_Quoted passage_.

###

Why do programming languages not use some other character to delimit strings, one that is not used in normal conversation \, | or { } for example) so we can just get on with our lives?
Is this true, or am I overlooking something? Is there an easy way to stop using quotes for strings in a modern programming language?
print <<<END
I know about here document syntax, but for minor string manipulation it's overly complicated and it complicates formatting.
END;
[UPDATE] Many of you made a good point about the importance of using only ASCII characters. I have updated the examples to reflect that (the backslash, the pipe and braces).
Perl lets you use whatever characters you like
"foo $bar" eq
qq(foo $bar) eq
qq[foo $bar] eq
qq!foo $bar! eq
qq#foo $bar# etc
Meanwhile
'foo $bar' eq
q(foo $bar) eq
q[foo $bar] eq
q!foo $bar! eq
q#foo $bar# etc
The syntax extends to other features, including regular expressions, which is handy if you are dealing with URIs.
"http://www.example.com/foo/bar/baz/" =~ /\/foo/[^\/]+\/baz\//;
"http://www.example.com/foo/bar/baz/" =~ m!/foo/[^/]+/baz/!;
Current: "Typewriter" 'quotation' marks
There are many good reasons for using the quotation marks we are currently using:
Quotes are easily found on keyboards - so they are easy to type, and they have to be easy, because strings are needed so often.
Quotes are in ASCII - most programming tools only handle well ASCII. You can use ASCII in almost any environment imaginable. And that's important when you are fixing your program over a telnet connection in some far-far-away server.
Quotes come in many versions - single quotes, double quotes, back quotes. So a language can assign different meanings for differently quoted strings. These different quotes can also solve the 'quotes "inside" quotes' problem.
Quotes are natural - English used quotes for marking up text passages long before programming languages followed. In linguistics quotes are used in quite the same way as in programming languages. Quotes are natural the same way + and - are natural for addition and substraction.
Alternative: “typographically” ‘correct’ quotes
Technically they are superior. One great advantage is that you can easily differenciate between opening and closing quotes. But they are hard to type and they are not in ASCII. (I had to put them into a headline to make them visible in this StackOverflow font at all.)
Hopefully on one day when ASCII is something that only historians care about and keyboards have changed into something totally different (if we are even going to have keyboards at all), there will come a programming language that uses better quotes...
Python does have an alternative string delimiter with the triple-double quote """Some String""".
Single quotes and double quotes are used in the majority of languages since that is the standard delimiter in most written languages.
Languages (should) try to be as simple to understand as possible, and using something different from quotes to deal with strings introduces unnecessary complexity.
Python has an additional string type, using triple double-quotes,
"""like this"""
In addition to this, Perl allows you to use any delimiter you want,
q^ like this ^
I think for the most part, the regular string delimiters are used because they make sense. A string is wrapped in quotes. In addition to this, most developers are used to using their common-sense when it comes to strings that drastically altering the way strings are presented could be a difficult learning curve.
Using quotation marks to define a set of characters as separate from the enclosing text is more natural to us, and thus easier to read. Also, " and ' are on the keyboard, while those other characters you mentioned are not, so it's easier to type. It may be possible to use a character that is widely available on keyboards, but I can't think of one that won't have the same kind of problem.

###

Listing from a point labeling set:
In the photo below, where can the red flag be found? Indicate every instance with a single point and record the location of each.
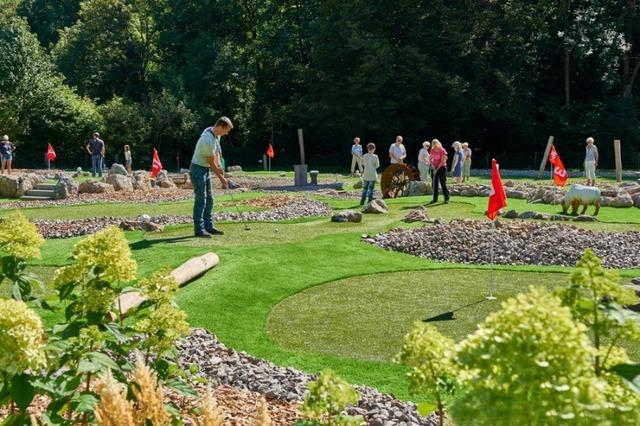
(157, 165)
(51, 154)
(497, 196)
(560, 174)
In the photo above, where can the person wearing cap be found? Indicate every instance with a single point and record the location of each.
(206, 159)
(424, 162)
(456, 163)
(439, 165)
(95, 147)
(591, 158)
(397, 151)
(6, 152)
(466, 165)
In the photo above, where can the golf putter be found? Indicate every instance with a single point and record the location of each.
(233, 185)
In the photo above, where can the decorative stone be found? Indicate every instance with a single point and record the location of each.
(376, 206)
(118, 169)
(93, 187)
(65, 188)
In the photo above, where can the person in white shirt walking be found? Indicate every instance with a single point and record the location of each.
(356, 156)
(397, 151)
(369, 176)
(591, 158)
(424, 162)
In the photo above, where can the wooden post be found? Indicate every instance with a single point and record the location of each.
(545, 157)
(618, 154)
(301, 142)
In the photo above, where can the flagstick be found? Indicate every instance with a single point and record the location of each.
(491, 296)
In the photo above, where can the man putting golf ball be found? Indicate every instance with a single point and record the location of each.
(206, 159)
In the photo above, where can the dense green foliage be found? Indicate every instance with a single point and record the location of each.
(503, 75)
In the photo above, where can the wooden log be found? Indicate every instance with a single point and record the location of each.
(183, 274)
(545, 157)
(618, 154)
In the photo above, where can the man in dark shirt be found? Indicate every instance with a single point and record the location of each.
(95, 147)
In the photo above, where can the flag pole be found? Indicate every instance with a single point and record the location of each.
(493, 229)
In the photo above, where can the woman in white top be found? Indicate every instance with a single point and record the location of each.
(397, 152)
(424, 162)
(369, 176)
(127, 158)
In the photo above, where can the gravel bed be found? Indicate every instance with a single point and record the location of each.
(300, 207)
(515, 243)
(224, 366)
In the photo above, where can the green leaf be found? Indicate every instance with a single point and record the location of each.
(181, 387)
(85, 402)
(22, 391)
(630, 373)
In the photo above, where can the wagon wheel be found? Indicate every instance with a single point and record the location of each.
(394, 180)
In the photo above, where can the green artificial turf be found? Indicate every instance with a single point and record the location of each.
(273, 264)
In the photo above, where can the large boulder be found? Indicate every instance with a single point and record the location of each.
(65, 188)
(416, 188)
(120, 182)
(376, 206)
(93, 187)
(141, 180)
(118, 169)
(17, 186)
(347, 216)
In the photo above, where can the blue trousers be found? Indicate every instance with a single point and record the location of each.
(203, 204)
(367, 190)
(96, 165)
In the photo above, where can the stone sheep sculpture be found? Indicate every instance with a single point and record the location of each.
(581, 195)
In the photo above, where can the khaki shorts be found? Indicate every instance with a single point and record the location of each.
(590, 169)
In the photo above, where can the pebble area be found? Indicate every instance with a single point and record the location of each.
(224, 366)
(515, 243)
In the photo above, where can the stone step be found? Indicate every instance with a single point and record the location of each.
(45, 186)
(40, 193)
(34, 198)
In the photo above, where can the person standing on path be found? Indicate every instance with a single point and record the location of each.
(356, 156)
(397, 151)
(369, 175)
(591, 158)
(458, 159)
(424, 162)
(466, 165)
(439, 164)
(206, 159)
(95, 147)
(127, 158)
(6, 152)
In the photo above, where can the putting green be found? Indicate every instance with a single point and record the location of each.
(366, 317)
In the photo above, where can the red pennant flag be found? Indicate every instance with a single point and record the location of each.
(560, 174)
(497, 196)
(157, 165)
(51, 154)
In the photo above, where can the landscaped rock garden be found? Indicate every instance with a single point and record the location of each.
(515, 243)
(297, 208)
(224, 366)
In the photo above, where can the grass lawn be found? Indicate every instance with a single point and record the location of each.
(309, 294)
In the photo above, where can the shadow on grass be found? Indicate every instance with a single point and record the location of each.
(144, 244)
(450, 315)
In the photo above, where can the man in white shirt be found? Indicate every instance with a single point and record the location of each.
(397, 152)
(356, 156)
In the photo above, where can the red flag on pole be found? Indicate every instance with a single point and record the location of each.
(560, 174)
(51, 154)
(497, 196)
(157, 165)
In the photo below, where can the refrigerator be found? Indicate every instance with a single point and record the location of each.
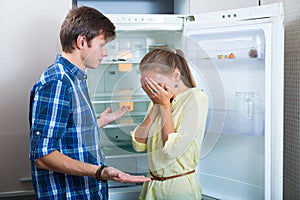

###

_Exercise goal_. Continue the forum discussion of why programming languages use quotation marks for strings, picking up after its final sentence. The listing is separate material with no connection to the text about string delimiters.

_Task result_.
E: I missed the pipe character, which may actually be a viable alternative. Except that it's currently widely used as the OR operator, and the readability issue still stands.
Ah, so you want old-fashioned FORTRAN, where you'd quote by counting the number of characters in the string and embedding it in a H format, such as: 13HHello, World!. As somebody who did a few things with FORTRAN back in the days when the language name was all caps, quotation marks and escaping them are a Good Thing. (For example, you aren't totally screwed if you are off by one in your manual character count.)
Seriously, there is no ideal solution. It will always be necessary, at some point, to have a string containing whatever quote character you like. For practical purposes, the quote delimiters need to be on the keyboard and easily accessible, since they're heavily used. Perl's q#...# syntax will fail if a string contains an example of each possible character. FORTRAN's Hollerith constants are even worse.
Because those other characters you listed aren't ASCII. I'm not sure that we are ready for, or need a programming language in unicode...
EDIT: As to why not use {}, | or \, well those symbols all already have meanings in most languages. Imagine C or Perl with two different meanings for '{' and '}'!
| means or, and in some languages concatenate strings already. and how would you get \n if \ was the delimiter?
Fundamentally, I really don't see why this is a problem. Is \" really THAT hard? I mean, in C, you often have to use \%, and \ and several other two-character characters so... Meh.
Because no one has created a language using some other character that has gotten popular.
I think that is largely because the demand for changing the character is just not there, most programmers are used to the standard quote and see no compelling reason to change the status quo.
Compare the following.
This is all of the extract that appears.